■ **DOCUMENT SECTION**
******

If you are a fan of Green Seattle Partnership on Facebook, or our follower on Twitter, then you’ve probably seen the barrage of ‘invitations to join 1,000 of your neighbors on Green Seattle Day.’ This year’s GSD, which is scheduled for Nov. 7th, just might be the most important yet.
Our ballots are due on November 3rd. On November 4th, we will know who the future mayor of Seattle will be — the first new mayor since Greg Nickels took office in 2002. Nickels has been a champion of the Partnership’s work ever since the Memorandum of Understanding between the City of Seattle and Cascade Land Conservancy was signed in 2004. However, this year’s mayoral race has already demonstrated our community’s thirst for new leadership and new policies. Both candidates have made efforts to distance themselves from Nickels-era politics and have consistently emphasized the need for change in City Hall. What does this mean for the future of the Green Seattle Partnership?
November 7th, the weekend after the election, is our time to shine. By coming out in numbers to Cheasty Greenspace (or any of the 16 event sites across the city), we can show our newly elected officials that Green Seattle Day is more than a restoration event; it is a recognition of the benefits of our urban forests, a celebration of our commitment to a healthy city, and a statement of Seattle’s strong civic pride and community. We need to show our leaders that the reasons that Mayor Nickels supported the Partnership are the same reasons that it deserves their support as well.

******

■ **CHALLENGES**
A) Rewrite the stretch of the Green Seattle Day piece from "If you are a" through "most important yet.", putting "flood" in place of "barrage".
B) Carry on the Green Seattle Day piece from its final sentence.

■ **EXTRACTED MATERIAL**
******

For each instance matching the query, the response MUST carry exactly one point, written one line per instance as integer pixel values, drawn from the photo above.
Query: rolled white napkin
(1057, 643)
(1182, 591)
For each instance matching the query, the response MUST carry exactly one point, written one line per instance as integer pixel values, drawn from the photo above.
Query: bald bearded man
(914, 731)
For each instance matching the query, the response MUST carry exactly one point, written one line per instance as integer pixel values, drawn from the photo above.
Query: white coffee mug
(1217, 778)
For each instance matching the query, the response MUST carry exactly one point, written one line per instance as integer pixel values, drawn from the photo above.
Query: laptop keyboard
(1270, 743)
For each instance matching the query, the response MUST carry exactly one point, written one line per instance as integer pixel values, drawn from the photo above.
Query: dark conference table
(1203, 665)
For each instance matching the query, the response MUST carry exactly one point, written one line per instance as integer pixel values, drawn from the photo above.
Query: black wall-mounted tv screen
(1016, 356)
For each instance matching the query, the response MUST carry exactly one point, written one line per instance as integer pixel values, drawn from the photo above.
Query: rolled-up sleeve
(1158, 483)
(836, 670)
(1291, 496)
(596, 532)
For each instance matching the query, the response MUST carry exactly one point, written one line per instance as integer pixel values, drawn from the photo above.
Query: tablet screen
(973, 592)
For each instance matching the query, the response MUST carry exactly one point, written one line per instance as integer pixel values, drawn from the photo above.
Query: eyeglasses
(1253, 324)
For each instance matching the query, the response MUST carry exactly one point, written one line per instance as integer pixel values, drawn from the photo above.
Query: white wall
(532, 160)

******

■ **ANSWERS BY TASK**
A)
If you are a fan of Green Seattle Partnership on Facebook, or our follower on Twitter, then you’ve probably seen the flood of ‘invitations to join 1,000 of your neighbors on Green Seattle Day.’ This year’s GSD, which is scheduled for Nov. 7th, just might be the most important yet.

B)
We, the citizens of Seattle, recognize that it is our responsibility to take care of our parks. Our city’s forests, which provide necessary services and infrastructure, are worth the investment. With proper support, volunteers from our community can make a difference and can help keep Seattle a healthy, happy place to live.
Please take this opportunity to answer the invitation to get out and volunteer. You’ll help show our strength and I guarantee you’ll have a great time doing it!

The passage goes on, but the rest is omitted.